Set problem: Copy everything in the items from the line containing "Reviewer note: confirm that each instance of the nose" down to the line containing "Target: nose", both included, replacing "keypoint" with "marker" and leaving all else unchanged.

Entries:
****
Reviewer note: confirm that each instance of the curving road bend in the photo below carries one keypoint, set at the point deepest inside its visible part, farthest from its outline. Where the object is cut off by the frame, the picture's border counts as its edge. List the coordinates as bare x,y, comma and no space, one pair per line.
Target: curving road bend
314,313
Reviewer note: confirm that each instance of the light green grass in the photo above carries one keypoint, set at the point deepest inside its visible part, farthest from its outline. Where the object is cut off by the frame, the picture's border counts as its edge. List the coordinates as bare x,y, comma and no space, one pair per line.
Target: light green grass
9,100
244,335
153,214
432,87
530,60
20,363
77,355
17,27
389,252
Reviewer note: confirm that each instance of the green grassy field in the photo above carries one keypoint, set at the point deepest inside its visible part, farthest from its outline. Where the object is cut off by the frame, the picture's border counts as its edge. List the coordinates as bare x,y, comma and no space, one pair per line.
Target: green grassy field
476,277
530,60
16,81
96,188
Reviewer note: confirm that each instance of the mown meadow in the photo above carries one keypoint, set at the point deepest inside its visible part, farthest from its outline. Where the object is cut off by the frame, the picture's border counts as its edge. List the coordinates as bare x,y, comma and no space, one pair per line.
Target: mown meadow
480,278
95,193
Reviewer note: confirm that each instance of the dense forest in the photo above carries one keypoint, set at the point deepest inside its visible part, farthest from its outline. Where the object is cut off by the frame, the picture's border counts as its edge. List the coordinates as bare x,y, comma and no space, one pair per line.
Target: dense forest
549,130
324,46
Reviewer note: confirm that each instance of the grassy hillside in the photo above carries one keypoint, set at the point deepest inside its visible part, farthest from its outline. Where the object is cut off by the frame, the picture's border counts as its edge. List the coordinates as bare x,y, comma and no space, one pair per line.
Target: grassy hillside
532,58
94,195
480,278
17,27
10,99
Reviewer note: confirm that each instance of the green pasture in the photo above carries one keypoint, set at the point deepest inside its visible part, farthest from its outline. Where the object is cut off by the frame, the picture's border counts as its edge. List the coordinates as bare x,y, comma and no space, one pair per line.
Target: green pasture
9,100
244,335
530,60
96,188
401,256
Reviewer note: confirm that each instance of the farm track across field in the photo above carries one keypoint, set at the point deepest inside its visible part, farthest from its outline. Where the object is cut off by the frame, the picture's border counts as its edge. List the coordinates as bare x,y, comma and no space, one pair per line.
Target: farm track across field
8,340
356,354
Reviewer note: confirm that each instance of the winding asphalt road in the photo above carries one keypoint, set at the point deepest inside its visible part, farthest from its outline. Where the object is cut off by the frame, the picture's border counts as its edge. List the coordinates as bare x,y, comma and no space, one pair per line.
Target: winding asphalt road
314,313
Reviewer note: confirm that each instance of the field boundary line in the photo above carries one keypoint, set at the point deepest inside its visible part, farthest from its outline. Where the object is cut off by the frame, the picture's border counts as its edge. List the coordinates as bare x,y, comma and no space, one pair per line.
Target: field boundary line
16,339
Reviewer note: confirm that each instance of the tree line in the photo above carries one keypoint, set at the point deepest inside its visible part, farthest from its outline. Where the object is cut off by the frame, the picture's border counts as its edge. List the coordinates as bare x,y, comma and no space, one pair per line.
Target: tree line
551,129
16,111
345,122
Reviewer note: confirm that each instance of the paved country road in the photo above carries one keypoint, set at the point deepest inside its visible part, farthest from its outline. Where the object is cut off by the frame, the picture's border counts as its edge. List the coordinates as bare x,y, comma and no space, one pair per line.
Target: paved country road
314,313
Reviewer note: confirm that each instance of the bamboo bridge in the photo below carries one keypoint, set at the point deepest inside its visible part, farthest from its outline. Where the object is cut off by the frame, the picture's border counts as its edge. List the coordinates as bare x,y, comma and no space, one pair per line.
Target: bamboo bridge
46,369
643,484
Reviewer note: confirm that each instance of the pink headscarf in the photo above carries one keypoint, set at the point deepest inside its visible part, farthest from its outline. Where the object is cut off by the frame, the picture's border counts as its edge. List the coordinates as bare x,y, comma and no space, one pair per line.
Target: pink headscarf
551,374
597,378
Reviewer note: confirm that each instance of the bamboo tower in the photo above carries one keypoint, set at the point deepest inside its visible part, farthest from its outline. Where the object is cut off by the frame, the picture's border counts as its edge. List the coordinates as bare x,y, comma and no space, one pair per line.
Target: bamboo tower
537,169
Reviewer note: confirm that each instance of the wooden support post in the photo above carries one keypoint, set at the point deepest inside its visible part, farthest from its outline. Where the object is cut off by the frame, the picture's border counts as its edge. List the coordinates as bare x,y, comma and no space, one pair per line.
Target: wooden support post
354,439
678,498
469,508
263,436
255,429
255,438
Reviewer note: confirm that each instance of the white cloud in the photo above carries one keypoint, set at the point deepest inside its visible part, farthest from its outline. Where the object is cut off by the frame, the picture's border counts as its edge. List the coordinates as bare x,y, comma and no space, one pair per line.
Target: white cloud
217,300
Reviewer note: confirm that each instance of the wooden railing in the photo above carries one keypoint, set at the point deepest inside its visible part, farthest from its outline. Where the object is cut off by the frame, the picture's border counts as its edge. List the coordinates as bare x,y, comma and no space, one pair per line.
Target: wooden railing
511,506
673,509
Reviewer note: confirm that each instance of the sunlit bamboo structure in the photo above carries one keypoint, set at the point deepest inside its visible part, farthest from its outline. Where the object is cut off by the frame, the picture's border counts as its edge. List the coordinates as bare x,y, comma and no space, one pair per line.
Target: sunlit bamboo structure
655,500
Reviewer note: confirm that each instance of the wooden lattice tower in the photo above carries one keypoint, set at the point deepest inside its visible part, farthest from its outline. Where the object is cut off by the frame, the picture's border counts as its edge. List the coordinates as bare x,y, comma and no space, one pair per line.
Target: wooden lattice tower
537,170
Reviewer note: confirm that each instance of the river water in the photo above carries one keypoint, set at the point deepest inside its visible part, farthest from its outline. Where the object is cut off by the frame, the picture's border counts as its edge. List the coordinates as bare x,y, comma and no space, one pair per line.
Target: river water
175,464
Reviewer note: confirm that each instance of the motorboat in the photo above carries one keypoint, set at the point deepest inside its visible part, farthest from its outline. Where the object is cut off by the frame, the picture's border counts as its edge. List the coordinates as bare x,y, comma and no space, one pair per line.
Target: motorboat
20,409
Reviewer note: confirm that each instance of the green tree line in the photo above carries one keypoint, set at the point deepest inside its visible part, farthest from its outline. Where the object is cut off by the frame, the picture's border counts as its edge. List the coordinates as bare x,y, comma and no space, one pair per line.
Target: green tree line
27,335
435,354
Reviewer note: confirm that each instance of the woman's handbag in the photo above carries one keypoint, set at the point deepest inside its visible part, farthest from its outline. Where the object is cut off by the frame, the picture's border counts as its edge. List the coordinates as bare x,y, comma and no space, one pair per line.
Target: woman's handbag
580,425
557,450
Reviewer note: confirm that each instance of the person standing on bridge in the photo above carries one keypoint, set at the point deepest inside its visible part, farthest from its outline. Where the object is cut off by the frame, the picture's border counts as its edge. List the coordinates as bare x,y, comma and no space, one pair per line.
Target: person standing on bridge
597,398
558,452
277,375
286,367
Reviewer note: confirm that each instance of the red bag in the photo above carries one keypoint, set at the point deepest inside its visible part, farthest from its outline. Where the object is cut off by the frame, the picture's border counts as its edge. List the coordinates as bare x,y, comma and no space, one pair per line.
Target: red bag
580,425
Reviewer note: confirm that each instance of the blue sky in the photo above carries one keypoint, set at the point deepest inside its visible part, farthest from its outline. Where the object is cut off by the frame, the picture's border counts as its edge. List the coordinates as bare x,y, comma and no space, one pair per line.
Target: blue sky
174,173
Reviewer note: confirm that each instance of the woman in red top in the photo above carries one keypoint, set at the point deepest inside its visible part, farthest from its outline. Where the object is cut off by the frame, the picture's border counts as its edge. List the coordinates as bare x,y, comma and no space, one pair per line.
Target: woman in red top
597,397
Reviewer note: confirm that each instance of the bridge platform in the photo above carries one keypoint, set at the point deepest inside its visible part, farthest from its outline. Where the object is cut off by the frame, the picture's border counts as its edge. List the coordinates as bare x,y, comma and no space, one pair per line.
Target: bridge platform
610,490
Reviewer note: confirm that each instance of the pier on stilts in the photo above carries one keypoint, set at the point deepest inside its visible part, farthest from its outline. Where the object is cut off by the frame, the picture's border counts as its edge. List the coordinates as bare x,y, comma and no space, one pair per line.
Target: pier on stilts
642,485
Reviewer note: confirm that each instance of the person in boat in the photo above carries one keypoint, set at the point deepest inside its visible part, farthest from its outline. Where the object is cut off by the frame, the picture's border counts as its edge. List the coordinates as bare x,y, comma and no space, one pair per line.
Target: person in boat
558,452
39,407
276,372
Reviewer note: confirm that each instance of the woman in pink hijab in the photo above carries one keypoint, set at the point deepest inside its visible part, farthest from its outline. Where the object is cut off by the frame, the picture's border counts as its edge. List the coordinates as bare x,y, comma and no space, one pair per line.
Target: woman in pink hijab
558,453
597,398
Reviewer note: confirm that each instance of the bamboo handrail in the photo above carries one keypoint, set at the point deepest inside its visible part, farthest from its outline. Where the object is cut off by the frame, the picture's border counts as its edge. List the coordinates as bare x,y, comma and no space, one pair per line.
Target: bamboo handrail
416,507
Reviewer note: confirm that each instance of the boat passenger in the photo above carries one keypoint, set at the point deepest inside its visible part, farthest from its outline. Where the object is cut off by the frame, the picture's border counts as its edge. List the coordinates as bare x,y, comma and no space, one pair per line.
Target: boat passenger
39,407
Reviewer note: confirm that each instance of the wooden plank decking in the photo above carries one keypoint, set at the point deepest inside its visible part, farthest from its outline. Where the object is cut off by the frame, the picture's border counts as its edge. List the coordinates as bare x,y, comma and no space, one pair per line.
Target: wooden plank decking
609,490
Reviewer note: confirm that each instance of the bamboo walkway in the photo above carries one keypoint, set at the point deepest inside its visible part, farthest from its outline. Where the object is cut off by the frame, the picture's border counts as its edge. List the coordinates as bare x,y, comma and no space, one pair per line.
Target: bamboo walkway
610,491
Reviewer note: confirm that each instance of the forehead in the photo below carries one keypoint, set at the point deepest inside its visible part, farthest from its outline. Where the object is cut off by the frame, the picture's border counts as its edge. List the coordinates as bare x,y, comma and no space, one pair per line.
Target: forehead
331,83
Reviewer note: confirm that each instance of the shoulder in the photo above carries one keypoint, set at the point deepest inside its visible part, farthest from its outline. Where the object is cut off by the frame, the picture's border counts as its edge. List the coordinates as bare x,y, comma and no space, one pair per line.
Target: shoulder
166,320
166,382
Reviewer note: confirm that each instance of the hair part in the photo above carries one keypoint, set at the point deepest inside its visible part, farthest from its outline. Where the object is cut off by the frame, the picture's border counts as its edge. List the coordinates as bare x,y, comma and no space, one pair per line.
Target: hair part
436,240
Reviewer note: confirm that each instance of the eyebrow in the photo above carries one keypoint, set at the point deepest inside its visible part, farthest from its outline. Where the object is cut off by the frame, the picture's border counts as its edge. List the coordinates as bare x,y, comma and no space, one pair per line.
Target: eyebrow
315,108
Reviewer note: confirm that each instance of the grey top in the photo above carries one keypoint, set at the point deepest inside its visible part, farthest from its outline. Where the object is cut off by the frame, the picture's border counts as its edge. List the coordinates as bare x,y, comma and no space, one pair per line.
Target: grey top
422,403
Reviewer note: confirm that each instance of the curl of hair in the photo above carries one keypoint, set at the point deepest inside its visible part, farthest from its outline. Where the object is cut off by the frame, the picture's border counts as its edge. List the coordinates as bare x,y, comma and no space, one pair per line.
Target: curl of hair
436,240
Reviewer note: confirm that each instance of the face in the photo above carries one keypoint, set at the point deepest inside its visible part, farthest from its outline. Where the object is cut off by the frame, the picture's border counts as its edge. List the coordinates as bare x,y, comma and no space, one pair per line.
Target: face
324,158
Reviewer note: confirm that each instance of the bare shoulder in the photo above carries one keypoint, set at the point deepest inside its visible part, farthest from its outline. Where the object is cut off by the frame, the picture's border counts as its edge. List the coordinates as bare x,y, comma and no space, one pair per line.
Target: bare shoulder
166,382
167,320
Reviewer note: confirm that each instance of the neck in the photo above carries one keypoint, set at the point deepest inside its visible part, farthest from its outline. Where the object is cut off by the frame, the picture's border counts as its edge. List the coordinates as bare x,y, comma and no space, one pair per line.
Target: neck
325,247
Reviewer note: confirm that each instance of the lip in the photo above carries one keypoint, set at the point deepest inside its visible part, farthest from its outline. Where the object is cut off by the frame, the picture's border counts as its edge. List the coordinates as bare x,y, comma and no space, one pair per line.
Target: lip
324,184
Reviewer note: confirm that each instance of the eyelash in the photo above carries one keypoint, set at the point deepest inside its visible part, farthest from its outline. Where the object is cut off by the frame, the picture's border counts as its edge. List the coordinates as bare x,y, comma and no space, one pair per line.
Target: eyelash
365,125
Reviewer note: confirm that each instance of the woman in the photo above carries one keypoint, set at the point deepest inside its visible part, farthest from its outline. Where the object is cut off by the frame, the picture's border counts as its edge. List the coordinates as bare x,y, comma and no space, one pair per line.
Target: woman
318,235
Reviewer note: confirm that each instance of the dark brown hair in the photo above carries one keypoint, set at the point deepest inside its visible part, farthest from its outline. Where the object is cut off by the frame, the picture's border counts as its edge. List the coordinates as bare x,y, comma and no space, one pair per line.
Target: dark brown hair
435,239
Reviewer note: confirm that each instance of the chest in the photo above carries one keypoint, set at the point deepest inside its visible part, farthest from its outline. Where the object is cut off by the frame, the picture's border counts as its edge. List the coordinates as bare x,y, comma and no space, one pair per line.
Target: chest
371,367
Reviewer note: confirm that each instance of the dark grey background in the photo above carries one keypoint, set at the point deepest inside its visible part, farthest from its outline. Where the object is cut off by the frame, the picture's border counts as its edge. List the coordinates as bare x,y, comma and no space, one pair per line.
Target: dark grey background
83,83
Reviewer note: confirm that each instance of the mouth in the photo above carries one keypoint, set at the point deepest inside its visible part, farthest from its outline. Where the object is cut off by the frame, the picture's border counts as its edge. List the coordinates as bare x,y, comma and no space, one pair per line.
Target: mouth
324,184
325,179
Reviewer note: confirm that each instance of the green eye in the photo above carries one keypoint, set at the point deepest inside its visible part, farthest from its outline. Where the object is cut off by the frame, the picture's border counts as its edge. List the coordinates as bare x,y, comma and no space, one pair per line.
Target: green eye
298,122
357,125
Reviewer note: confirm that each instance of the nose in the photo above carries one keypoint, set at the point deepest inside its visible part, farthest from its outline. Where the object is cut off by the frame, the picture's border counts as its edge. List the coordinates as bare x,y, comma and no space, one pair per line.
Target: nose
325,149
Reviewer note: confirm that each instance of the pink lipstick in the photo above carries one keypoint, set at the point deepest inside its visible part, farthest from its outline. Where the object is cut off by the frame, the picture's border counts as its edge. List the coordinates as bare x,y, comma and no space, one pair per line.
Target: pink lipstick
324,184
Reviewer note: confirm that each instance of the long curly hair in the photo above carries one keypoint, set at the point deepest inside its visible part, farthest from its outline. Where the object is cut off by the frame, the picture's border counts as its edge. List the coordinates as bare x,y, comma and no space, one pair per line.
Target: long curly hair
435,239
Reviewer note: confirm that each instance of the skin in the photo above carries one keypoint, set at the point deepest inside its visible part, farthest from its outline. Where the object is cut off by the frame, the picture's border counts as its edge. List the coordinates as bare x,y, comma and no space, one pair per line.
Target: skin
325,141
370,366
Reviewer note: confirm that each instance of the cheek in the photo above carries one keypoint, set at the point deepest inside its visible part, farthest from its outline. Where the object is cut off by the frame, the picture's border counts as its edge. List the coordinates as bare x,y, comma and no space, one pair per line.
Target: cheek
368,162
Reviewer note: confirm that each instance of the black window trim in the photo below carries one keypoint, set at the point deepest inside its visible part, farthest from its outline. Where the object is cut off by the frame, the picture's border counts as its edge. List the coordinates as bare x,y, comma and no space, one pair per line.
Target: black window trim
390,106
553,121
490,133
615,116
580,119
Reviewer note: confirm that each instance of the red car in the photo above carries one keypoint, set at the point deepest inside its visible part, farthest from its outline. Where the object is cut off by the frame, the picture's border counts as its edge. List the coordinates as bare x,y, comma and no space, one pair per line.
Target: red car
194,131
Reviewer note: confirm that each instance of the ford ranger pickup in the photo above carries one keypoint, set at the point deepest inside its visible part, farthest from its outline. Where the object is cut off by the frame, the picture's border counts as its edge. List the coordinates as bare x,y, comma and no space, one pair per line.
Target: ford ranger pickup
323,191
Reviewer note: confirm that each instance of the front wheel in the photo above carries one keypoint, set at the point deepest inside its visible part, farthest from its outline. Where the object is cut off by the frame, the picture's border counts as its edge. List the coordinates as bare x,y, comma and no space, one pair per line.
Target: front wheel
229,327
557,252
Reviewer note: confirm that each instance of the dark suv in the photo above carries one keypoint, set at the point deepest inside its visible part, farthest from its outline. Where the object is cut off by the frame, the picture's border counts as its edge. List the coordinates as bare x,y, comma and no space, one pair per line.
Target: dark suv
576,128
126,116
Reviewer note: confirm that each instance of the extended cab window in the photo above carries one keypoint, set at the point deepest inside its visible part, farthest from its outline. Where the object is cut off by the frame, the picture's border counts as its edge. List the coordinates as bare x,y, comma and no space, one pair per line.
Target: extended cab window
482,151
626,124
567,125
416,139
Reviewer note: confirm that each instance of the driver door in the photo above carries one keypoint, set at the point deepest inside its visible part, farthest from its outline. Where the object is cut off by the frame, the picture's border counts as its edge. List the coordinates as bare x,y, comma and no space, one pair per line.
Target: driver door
****
Exercise solution:
Reviewer note: confirm that each instance of the nose in the photo above carries one marker, set at the point deepest inside its visible part, farthest from its outline. Where the object is cut off by the frame, the picture's border counts as its edge. List the coordinates as bare x,y, comma and no space, one pair per line.
Target: nose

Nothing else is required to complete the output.